» Given request: Present the lines below as a numbered list, beginning at the line that contains "TARGET: round bread roll" and stopping after the last line. Leave out any blank lines.

[Region annotation entries]
☆ ☆ ☆ ☆ ☆

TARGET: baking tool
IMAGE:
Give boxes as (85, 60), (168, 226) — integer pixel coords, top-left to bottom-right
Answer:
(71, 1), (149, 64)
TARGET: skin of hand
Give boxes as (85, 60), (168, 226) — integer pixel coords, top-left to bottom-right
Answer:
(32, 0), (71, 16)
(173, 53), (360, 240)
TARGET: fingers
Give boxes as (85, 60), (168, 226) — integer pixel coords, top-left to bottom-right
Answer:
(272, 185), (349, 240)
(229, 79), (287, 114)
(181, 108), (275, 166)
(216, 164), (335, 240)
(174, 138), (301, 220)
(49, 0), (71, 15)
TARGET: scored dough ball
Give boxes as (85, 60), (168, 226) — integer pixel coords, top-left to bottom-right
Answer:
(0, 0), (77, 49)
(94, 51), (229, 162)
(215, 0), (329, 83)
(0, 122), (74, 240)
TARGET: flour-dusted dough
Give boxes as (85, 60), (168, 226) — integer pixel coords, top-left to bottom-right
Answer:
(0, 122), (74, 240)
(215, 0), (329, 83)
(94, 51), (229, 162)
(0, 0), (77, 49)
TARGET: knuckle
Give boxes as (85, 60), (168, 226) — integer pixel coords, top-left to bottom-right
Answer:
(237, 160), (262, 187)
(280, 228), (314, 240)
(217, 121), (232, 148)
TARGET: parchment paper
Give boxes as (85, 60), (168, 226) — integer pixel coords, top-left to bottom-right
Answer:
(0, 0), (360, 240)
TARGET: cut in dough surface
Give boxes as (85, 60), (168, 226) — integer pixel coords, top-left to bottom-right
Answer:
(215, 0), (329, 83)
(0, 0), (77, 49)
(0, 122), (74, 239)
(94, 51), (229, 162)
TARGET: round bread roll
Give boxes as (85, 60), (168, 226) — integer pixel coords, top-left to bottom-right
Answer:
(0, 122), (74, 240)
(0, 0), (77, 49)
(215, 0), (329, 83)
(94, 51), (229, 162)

☆ ☆ ☆ ☆ ☆

» Written reply:
1. TARGET: round bread roll
2. Give boxes as (85, 60), (168, 226) — integer pixel coords, top-left to bottom-right
3. Answer:
4. (0, 122), (74, 240)
5. (0, 0), (77, 49)
6. (215, 0), (329, 83)
7. (94, 51), (229, 162)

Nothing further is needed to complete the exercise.